AVAILABLE DATA START

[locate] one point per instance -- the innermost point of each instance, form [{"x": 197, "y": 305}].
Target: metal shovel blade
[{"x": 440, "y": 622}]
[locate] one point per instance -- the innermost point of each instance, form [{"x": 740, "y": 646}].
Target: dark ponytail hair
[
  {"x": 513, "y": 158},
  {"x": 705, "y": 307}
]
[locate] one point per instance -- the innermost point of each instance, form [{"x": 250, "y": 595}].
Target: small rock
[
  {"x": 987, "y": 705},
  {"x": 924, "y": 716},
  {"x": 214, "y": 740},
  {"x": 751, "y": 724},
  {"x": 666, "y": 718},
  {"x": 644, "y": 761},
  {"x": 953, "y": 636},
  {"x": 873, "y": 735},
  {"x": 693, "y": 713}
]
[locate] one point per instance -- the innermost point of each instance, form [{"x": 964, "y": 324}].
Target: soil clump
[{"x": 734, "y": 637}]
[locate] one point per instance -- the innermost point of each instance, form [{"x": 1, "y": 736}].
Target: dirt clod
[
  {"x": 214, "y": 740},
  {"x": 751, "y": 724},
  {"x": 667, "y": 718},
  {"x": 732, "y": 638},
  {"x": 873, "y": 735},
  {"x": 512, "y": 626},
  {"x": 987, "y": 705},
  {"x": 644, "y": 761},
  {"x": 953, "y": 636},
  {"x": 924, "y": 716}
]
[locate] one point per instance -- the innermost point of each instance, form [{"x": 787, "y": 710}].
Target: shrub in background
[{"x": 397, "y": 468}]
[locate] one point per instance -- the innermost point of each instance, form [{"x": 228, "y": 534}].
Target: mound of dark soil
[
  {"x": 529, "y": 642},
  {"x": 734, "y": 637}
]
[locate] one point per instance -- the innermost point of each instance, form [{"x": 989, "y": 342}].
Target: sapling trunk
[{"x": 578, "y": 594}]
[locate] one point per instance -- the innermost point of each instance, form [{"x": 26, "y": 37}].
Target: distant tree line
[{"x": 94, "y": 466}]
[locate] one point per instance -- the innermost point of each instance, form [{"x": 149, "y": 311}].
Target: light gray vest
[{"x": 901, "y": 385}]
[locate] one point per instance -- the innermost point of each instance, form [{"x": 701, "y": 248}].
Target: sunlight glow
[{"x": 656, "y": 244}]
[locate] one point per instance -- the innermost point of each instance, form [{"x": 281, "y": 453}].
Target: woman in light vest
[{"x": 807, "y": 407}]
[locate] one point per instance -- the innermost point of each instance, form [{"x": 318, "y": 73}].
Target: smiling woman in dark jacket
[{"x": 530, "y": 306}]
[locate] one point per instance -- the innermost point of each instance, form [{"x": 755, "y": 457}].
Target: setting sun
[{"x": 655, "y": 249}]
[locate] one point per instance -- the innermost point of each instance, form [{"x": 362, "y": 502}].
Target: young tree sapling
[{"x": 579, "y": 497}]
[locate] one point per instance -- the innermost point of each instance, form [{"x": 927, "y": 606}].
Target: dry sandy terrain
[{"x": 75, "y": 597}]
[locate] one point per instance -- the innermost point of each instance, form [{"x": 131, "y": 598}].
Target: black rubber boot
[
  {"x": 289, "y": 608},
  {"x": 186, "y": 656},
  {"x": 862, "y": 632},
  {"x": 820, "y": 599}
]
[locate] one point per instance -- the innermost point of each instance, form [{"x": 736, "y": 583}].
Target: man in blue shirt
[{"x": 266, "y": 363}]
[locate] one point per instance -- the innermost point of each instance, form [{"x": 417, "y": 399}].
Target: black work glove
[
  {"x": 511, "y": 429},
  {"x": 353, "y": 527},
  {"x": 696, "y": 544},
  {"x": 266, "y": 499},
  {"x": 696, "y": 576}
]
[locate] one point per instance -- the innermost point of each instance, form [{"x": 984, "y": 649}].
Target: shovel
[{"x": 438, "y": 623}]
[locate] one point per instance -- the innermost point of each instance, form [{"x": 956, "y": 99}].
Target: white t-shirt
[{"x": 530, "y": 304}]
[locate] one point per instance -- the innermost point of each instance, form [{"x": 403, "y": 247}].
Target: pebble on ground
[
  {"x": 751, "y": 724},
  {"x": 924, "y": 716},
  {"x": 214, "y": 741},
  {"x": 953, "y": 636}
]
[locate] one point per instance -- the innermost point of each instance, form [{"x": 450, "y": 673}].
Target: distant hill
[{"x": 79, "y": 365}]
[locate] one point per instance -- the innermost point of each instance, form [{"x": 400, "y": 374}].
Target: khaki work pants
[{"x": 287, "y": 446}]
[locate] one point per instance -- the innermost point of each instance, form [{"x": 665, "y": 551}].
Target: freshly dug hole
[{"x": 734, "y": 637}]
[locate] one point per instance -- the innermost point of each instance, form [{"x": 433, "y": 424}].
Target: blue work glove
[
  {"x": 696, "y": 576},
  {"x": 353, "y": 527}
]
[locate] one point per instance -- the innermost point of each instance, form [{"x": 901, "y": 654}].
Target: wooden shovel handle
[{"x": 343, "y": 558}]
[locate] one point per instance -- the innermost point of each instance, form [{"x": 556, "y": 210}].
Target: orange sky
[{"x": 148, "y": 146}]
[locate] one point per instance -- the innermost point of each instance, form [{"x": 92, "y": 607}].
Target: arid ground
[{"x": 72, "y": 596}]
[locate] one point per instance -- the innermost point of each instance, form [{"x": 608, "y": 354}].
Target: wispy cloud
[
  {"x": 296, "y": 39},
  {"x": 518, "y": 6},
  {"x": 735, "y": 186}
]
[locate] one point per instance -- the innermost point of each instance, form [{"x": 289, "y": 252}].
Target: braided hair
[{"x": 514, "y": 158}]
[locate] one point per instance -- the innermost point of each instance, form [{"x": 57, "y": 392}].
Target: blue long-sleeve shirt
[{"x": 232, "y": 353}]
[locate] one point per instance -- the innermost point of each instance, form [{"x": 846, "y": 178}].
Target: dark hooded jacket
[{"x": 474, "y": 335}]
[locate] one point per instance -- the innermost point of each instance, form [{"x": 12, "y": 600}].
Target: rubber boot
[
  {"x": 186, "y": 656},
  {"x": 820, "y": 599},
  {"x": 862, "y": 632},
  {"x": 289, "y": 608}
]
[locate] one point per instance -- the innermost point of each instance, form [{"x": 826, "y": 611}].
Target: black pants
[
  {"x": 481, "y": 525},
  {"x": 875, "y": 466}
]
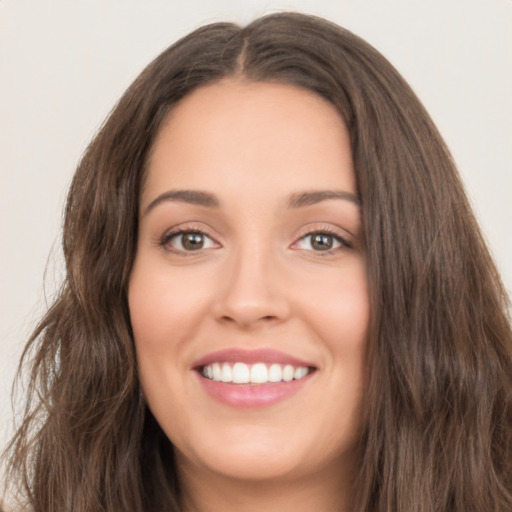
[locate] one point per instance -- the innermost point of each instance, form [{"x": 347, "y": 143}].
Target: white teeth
[
  {"x": 275, "y": 373},
  {"x": 300, "y": 372},
  {"x": 288, "y": 373},
  {"x": 259, "y": 373},
  {"x": 227, "y": 374},
  {"x": 240, "y": 373}
]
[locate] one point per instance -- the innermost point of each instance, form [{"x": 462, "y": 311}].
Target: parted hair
[{"x": 436, "y": 434}]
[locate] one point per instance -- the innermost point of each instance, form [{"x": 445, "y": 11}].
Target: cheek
[
  {"x": 339, "y": 307},
  {"x": 164, "y": 308}
]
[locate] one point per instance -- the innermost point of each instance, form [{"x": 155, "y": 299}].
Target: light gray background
[{"x": 63, "y": 64}]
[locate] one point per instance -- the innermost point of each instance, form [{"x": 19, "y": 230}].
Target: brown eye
[
  {"x": 188, "y": 241},
  {"x": 192, "y": 241},
  {"x": 322, "y": 242}
]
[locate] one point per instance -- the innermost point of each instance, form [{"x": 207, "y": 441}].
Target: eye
[
  {"x": 188, "y": 241},
  {"x": 321, "y": 242}
]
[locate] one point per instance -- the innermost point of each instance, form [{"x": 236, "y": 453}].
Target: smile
[
  {"x": 252, "y": 378},
  {"x": 259, "y": 373}
]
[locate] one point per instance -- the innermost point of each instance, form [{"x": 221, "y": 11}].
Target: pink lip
[{"x": 250, "y": 395}]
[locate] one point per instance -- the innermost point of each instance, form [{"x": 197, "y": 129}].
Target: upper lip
[{"x": 234, "y": 355}]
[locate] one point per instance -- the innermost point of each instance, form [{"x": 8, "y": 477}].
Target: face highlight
[{"x": 248, "y": 296}]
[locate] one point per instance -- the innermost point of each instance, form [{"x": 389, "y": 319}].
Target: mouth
[
  {"x": 255, "y": 378},
  {"x": 258, "y": 373}
]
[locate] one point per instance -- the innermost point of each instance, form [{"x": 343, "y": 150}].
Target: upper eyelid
[{"x": 308, "y": 230}]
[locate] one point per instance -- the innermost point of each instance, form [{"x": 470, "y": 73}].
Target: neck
[{"x": 324, "y": 491}]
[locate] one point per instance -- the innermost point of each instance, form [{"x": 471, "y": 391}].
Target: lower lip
[{"x": 251, "y": 395}]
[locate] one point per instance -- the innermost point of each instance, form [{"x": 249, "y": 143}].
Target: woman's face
[{"x": 248, "y": 296}]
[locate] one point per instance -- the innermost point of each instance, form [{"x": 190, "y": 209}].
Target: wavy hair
[{"x": 437, "y": 429}]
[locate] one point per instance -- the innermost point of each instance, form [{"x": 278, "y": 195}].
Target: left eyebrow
[
  {"x": 185, "y": 196},
  {"x": 301, "y": 199}
]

AVAILABLE DATA END

Your answer must be the lines from the one that contains "Target: upper lip" through the last line of the entries above, copied exactly, with no other lines.

▶ [EXERCISE SOLUTION]
Target: upper lip
[{"x": 234, "y": 355}]
[locate] one point per instance -- the innermost point of each instance, form [{"x": 8, "y": 477}].
Target: face highlight
[{"x": 248, "y": 296}]
[locate] one point per instance -- the innermost point of each instance, form [{"x": 389, "y": 319}].
Target: mouth
[
  {"x": 255, "y": 378},
  {"x": 258, "y": 373}
]
[locate] one point per instance -- the innermost point of each instance, form [{"x": 343, "y": 150}].
Target: upper eyelid
[{"x": 308, "y": 230}]
[locate] one point per instance -- the innermost point of each instance, form [{"x": 470, "y": 73}].
Target: neck
[{"x": 324, "y": 491}]
[locate] one point per instance -- the innermost point of each instance, form [{"x": 471, "y": 391}].
Target: lower lip
[{"x": 251, "y": 395}]
[locate] one point per instance -- the innermost point of each instance, form [{"x": 249, "y": 143}].
Target: woman's face
[{"x": 248, "y": 296}]
[locate] one point per instance -- the innermost point of each instance, form [{"x": 190, "y": 209}].
Target: wavy hair
[{"x": 437, "y": 429}]
[locate] one point per instance -- the innermost point of each instance, form [{"x": 278, "y": 195}].
Target: left eyebrow
[
  {"x": 185, "y": 196},
  {"x": 301, "y": 199}
]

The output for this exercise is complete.